**What you should do**
A word-for-word reproduction of the listing is required.

**Stored data**
===============

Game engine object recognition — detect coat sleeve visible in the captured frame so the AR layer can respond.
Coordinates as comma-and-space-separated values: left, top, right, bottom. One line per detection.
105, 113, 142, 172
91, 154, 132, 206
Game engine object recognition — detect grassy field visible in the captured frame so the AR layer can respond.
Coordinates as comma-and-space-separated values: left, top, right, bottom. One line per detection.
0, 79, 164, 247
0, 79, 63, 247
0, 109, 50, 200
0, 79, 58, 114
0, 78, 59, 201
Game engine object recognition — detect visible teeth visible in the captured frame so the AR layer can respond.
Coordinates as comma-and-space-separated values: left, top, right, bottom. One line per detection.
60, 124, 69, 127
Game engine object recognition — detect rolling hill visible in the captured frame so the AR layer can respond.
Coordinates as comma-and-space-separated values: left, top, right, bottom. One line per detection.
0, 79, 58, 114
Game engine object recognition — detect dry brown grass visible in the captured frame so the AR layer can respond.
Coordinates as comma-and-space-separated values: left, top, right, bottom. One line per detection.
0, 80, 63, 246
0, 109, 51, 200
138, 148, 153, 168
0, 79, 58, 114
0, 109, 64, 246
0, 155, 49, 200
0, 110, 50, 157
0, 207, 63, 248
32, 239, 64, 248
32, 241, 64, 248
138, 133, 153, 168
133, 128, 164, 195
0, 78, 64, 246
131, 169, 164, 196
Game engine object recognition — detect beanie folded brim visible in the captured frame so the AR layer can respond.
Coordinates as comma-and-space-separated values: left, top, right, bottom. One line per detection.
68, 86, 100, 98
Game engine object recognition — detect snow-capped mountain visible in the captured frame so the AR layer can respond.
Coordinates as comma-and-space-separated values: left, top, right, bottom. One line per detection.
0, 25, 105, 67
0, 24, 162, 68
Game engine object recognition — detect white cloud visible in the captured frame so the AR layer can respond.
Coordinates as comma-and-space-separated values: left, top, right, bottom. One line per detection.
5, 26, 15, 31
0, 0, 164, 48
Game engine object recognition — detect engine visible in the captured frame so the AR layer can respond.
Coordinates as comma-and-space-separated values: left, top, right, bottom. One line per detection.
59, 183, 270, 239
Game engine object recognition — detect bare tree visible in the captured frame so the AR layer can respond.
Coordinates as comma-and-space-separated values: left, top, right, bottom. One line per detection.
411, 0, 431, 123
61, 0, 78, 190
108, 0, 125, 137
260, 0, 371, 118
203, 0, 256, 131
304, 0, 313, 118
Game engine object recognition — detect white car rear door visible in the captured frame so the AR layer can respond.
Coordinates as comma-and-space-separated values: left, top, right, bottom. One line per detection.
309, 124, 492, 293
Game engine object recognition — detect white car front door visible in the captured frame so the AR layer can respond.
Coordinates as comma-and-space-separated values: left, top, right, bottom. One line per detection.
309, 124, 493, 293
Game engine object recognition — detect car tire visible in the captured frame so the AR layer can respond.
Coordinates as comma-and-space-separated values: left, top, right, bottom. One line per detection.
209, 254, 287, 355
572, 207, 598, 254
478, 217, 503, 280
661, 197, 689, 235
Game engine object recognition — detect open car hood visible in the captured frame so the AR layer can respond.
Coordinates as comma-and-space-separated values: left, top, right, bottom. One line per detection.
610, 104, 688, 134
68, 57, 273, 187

===============

**Solution to this exercise**
Game engine object recognition — detect coat sleeve visible in the captured frame so the AR layer can respond.
Coordinates as comma-and-space-separated values: left, top, right, bottom. One line per detection.
105, 113, 142, 172
91, 154, 132, 206
Game engine object recognition — detect grassy field visible in the captured frame so the AR layer can respond.
Coordinates as comma-and-space-separated values: left, top, right, bottom. One line per detection.
0, 79, 164, 247
0, 79, 63, 247
0, 109, 50, 200
0, 79, 58, 114
0, 78, 59, 201
Game engine object recognition — detect visible teeth visible in the captured frame so the AR layer can respond.
Coordinates as comma-and-space-separated values: left, top, right, bottom. One line per detection.
60, 124, 69, 127
Game engine object recognition — detect rolling hill visible in the captured frame so the AR layer can respond.
Coordinates as comma-and-space-separated values: left, top, right, bottom. One line per detection.
0, 79, 58, 114
Game engine object recognition — detect dry brown grass visible in the captured frame so the AR layer can respond.
Coordinates as comma-and-space-separated values: left, top, right, bottom. One line per detection.
0, 80, 63, 246
0, 109, 51, 200
138, 148, 153, 168
0, 79, 58, 114
0, 109, 64, 246
0, 155, 49, 200
0, 110, 50, 157
0, 207, 63, 248
32, 239, 64, 248
32, 241, 64, 248
138, 133, 153, 168
133, 128, 164, 195
0, 78, 64, 246
131, 169, 164, 196
Game engine object recognition — detect beanie folded brim visible in the captured frame so the AR layer can respond.
Coordinates as comma-and-space-separated values: left, top, right, bottom. One line per detection.
68, 86, 100, 98
Game engine object recognition — detect snow-capped mountain visible in the captured frame so the AR layer can respond.
Coordinates as comma-and-space-separated values: left, top, right, bottom. One line per detection.
0, 25, 105, 67
0, 24, 162, 68
Game engine object recognition — detect white cloud visible in the captured frame so the AR layer can respond.
Coordinates as comma-and-space-separated values: left, top, right, bottom. One line per detection.
5, 26, 15, 31
0, 0, 164, 48
Game engine object recognition — detect engine visible in the captured frame so the AR layer can respond.
Coordinates as comma-and-space-separated values: left, top, right, bottom. One line per detection.
59, 183, 270, 239
Game engine object recognition — detect bare tree visible in the captured frame so the AR layer can respond.
Coordinates as comma-and-space-separated values: left, top, right, bottom. One line per detection.
411, 0, 431, 123
61, 0, 78, 190
108, 0, 125, 137
260, 0, 371, 118
203, 0, 256, 131
304, 0, 313, 118
Game engine object recognition — detect white car rear door visible in the captured frame so the AR layer can respond.
Coordinates as comma-and-space-separated values: left, top, right, bottom. One line per detection.
309, 124, 492, 293
Game engine object recognition — detect white car front door visible in the captured frame so the AR layer can respond.
Coordinates as comma-and-space-separated values: left, top, right, bottom. One line per detection.
309, 124, 493, 293
Game engine object recognition — detect car tire visible in the captured frame so the AR layer can respond.
Coordinates as comma-and-space-separated values: left, top, right, bottom. One line per detection.
209, 254, 287, 355
572, 207, 598, 254
478, 217, 503, 280
661, 197, 689, 235
Game engine object recognition — detect open car hood visible in the captured frame so the AR layer can respond.
Coordinates as comma-and-space-separated values: left, top, right, bottom. One line per detection.
610, 104, 688, 134
68, 57, 273, 187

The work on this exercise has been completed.